**Records excerpted from a collection:**

****************

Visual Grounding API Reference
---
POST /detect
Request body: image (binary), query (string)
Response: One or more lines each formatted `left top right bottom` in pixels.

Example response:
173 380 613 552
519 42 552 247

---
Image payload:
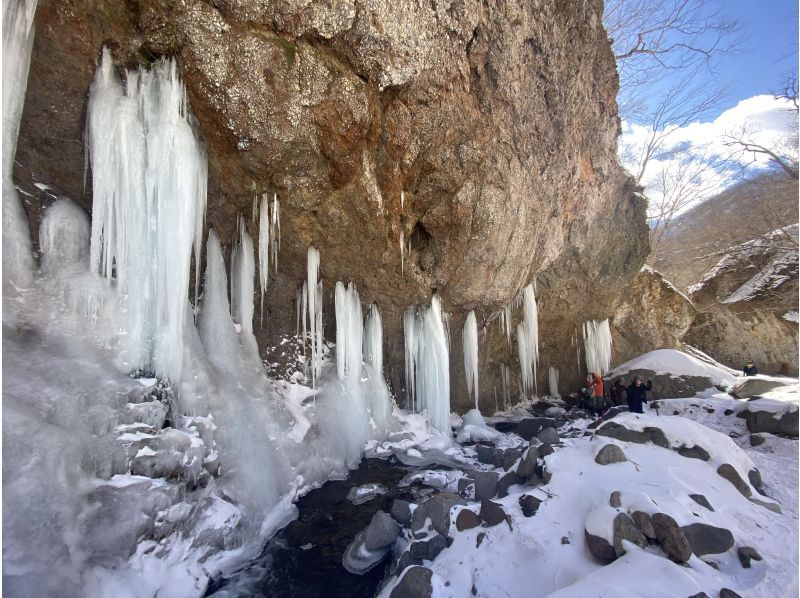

****************

**Exercise description:** Set down exactly and only the lines from the line that contains "POST /detect" through the last line of the entries above, with both of those lines included and the pictures left out.

**Response to this exercise:**
POST /detect
Request body: image (binary), query (string)
Response: One or more lines each formatted `left top right bottom` in pixels.

Example response:
173 380 613 552
519 42 552 247

---
Image payload:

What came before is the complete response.